■ **Provided passage**:
-- Start --

Sultanik, who also was a member of the U.S. Holocaust Memorial Council and president of the Federation of Polish Jews, died Sunday in New York. He was 97.

He was a member of the World Zionist Executive for many years representing the World Confederation of United Zionists. For four decades he served on the Executive of the Jewish Agency for Israel, and was chairman of the American Section of the World Zionist Organization.

Sultanik was elected vice president of the World Jewish Congress in 1977 after serving the organization in several leadership posts. Working with then-WJC president, Edgar Bronfman, Sultanik was instrumental in opening a dialogue with the Polish government in the late 1970s and, in the next three decades, laying the groundwork for the renewal of Jewish life and the restoration of Jewish properties and cemeteries in Poland.

The native of Miechow, Poland, was a Jewish community and Zionist activist prior to World War II. During the war he was part of the underground resistance against the Nazis and spent time in several concentration camps. Sultanik was sent on the death march to Theresienstadt, from where he was liberated in 1945.

-- End --

■ **Work to complete**:
• 1. Answer these questions using the text about Sultanik:
(a) How old was Sultanik when he died?
(b) In what year was he elected vice president of the World Jewish Congress?
(c) From where was he liberated, and in what year?
• 2. Go on with the text about Sultanik, picking up after its final sentence.

■ **Given entries**:
-- Start --

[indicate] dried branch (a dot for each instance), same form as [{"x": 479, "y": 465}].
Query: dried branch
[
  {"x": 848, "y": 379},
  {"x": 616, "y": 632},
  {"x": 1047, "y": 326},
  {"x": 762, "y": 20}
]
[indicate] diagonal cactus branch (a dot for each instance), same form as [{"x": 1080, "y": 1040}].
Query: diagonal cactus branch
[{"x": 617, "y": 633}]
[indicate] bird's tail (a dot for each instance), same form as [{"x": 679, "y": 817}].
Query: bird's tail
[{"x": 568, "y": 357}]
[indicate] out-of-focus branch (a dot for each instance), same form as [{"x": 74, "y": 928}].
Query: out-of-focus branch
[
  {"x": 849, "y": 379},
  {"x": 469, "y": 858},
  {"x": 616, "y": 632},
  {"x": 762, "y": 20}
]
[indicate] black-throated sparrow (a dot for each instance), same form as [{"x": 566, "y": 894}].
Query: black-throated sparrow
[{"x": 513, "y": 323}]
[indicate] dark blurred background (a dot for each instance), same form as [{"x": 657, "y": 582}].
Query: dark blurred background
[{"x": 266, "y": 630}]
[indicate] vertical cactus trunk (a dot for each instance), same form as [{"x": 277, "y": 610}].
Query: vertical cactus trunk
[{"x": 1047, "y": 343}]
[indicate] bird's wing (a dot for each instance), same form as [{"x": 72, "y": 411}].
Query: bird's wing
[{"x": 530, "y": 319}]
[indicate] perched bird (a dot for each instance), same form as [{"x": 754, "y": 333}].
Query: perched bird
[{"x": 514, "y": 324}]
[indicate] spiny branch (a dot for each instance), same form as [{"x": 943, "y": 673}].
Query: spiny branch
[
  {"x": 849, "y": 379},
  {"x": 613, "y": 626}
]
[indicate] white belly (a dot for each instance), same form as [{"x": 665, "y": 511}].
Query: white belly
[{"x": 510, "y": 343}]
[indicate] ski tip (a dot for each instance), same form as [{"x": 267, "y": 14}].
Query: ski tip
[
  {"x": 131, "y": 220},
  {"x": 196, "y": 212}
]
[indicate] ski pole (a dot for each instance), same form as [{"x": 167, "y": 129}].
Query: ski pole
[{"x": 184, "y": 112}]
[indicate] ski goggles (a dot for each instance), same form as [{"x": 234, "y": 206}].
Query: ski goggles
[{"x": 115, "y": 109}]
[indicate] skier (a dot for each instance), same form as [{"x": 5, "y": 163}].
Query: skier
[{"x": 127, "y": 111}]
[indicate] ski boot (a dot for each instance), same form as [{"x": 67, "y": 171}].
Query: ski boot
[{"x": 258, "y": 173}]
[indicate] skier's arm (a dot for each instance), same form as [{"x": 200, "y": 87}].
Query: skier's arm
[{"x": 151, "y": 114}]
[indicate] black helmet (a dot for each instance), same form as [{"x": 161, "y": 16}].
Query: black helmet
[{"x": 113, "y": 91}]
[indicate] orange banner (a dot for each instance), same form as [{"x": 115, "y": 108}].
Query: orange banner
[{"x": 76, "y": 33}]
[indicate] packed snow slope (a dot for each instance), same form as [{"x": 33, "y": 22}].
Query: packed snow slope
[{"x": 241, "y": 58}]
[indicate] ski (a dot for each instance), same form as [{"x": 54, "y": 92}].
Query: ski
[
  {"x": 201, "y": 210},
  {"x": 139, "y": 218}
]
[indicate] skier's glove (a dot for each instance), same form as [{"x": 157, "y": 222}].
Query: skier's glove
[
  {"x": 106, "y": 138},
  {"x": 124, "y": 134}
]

-- End --

■ **Task-by-task answers**:
• 1.
(a) He was 97.
(b) 1977.
(c) Theresienstadt, in 1945.

• 2.
Sultanik was a delegate to the 22nd World Zionist Congress in Basel in 1946, representing the survivors of the death and concentration camps in Germany. In 1947 he was elected to the Central Committee of Liberated Jews in Munich.

He was named secretary general of the General Zionist Constructive Fund in 1948. The following year he became secretary general of the World Confederation of General Zionists in Israel, and in 1952 its director.

The Polish government in 1988 appointed Sultanik to a seat on the International Auschwitz Museum Council, which he served as deputy chairman. As chairman of the Budget and Finance Committee of the Auschwitz Museum, he raised some $30 million from European governments for the upkeep of the site. He was awarded the Commander’s Cross of the Order of Poland Reborn in 1995.

In his 70s, Sultanik earned his law degree from LaSalle University in Chicago.